• [Your goal]:
Rewrite the material with "mowed grass strip" replaced by "trimmed lawn border" and everything else unchanged. Omit the pictures from your answer.

• [Data entries]:
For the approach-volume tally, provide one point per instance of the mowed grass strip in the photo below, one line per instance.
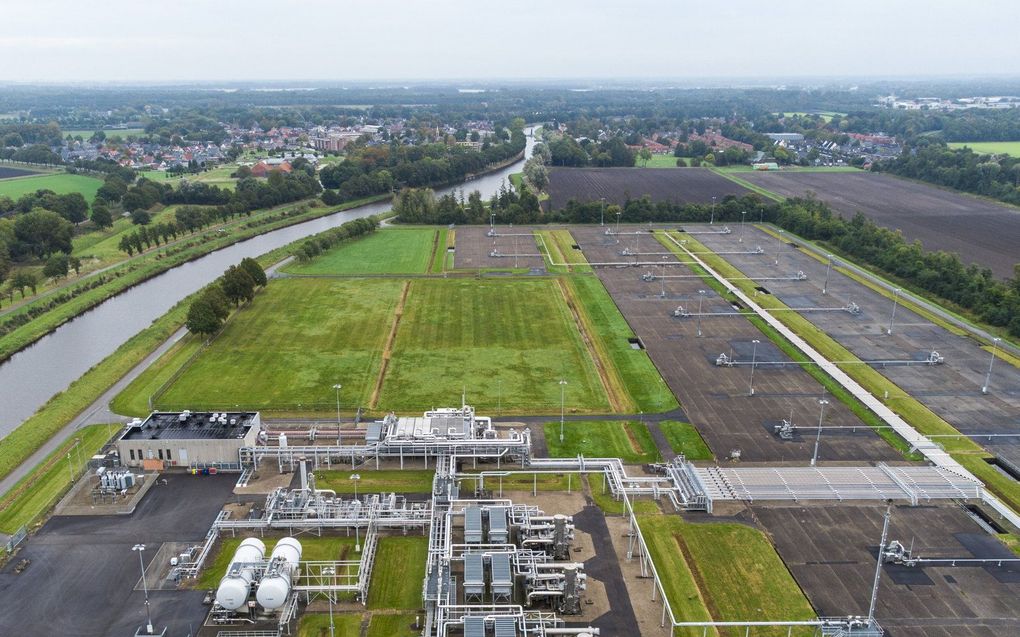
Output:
(47, 483)
(397, 575)
(391, 251)
(630, 441)
(728, 571)
(641, 379)
(513, 339)
(287, 350)
(684, 438)
(383, 481)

• [Answer]:
For the approach-volume tally, provide one point per instance of the trimmed lawn border in the photo below, one line per instance.
Output:
(47, 483)
(397, 575)
(391, 251)
(630, 441)
(728, 571)
(641, 379)
(513, 339)
(287, 350)
(684, 438)
(383, 481)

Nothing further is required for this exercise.